-- BEGIN Working data --
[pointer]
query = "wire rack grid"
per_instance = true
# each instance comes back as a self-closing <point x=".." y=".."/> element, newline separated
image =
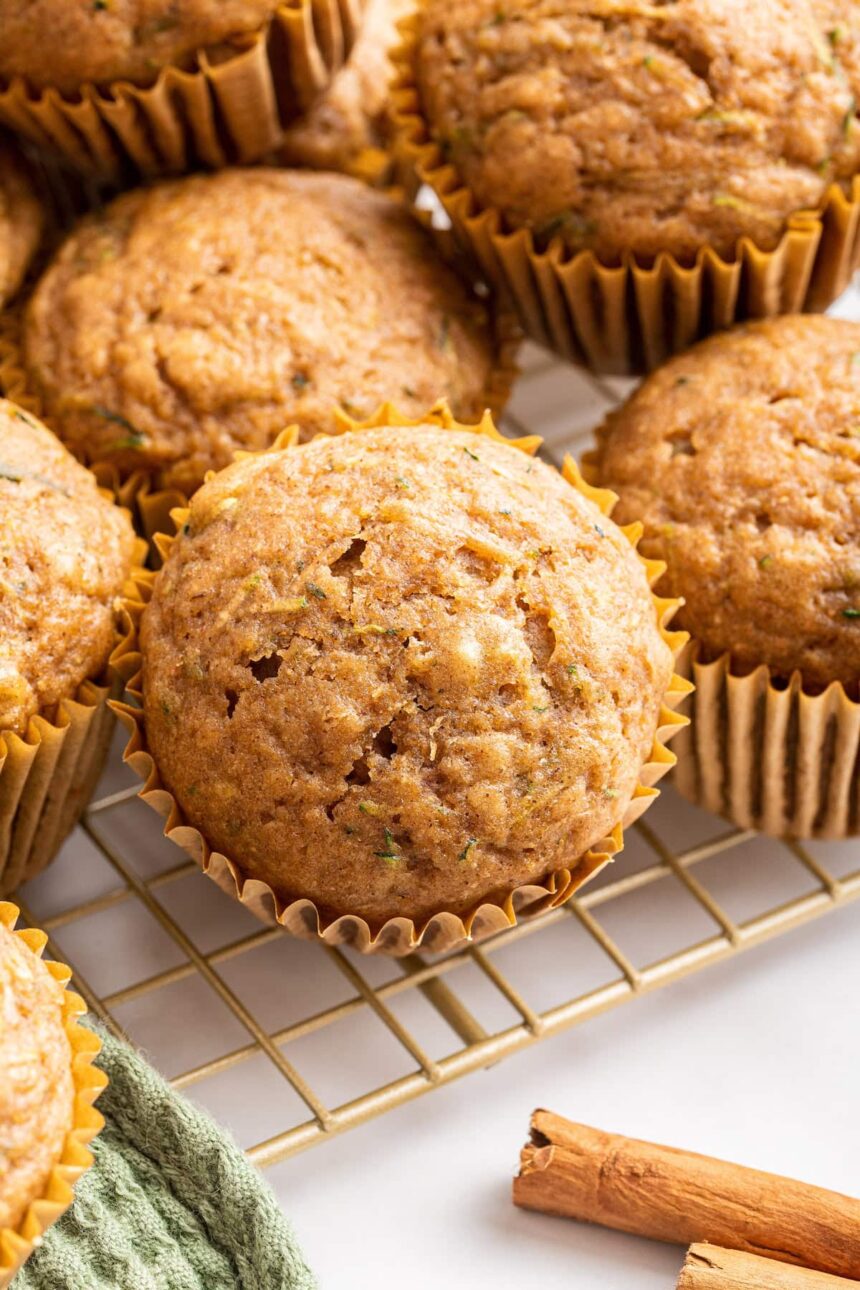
-- END Working data --
Written exercise
Copy out every line of the material above word for word, leaving out the picture.

Answer to this task
[pointer]
query = "wire rack grid"
per_instance = true
# each instance comes back as a self-closing <point x=".." y=".."/> element, newline separated
image =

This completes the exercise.